She added: "The advance payments cover roughly two weeks' worth of money. What support is in place for people who are waiting three, four, five, six, seven weeks?"

Former minister Andrew Selous said he warmly welcomed the quicker advance payments, while backbencher Luke Graham (Ochil and South Pershire) said: "He is aware that myself and many other colleagues on these benches have pressed him on the issue of providing support to people during this six-week assessment and transition periods for Universal Credit.

"Can he confirm that Jobcentres in Scotland will proactively offer the advances in support where needed?"

Tory former work and pensions secretary Stephen Crabb defended the system, asking Mr Gauke: "Does he agree that one of the reasons why more people have gone out to work this morning than ever before in our nation's history is that as a Government we've not ducked the challenge of welfare reform, we don't let people languish for years on out-of-work benefits, and that Universal Credit is an essential part of the welfare reform programme?"

Neil Gray, the SNP's social justice spokesman, said: "Isn't the Secretary of State's apparent climbdown on crisis loans and advance payments an admission that Universal Credit is failing?"

◆ **Data shown**
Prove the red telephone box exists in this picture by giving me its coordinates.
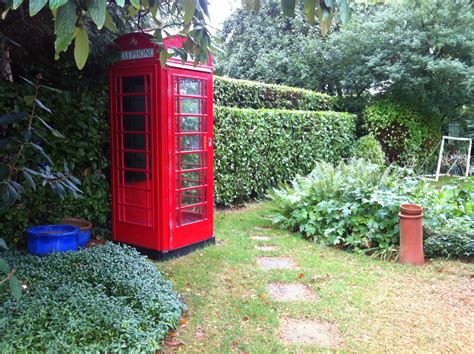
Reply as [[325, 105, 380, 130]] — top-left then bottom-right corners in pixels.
[[109, 33, 214, 258]]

◆ **Exercise**
Carry on the passage about the parliamentary debate on Universal Credit, starting right after its final sentence. The data was drawn from a separate source.

◆ **Result of the exercise**
Universal Credit combines a number of benefits such as housing benefit and tax credits into a single payment.

From October the pace of its rollout is due to be ramped up, with 50 Jobcentres moving to the service every month.

Department for Work and Pensions figures released last week showed 76% of new Universal Credit claimants received their full payment on time in the latest week for which figures were available, up from 65% at the start of the year.

Some 15% of new claimants did not receive any money on time, the figures show.

Changes to the system will ensure those who want an advance payment will receive it within five working days, and those in the most immediate need will receive it on the same day.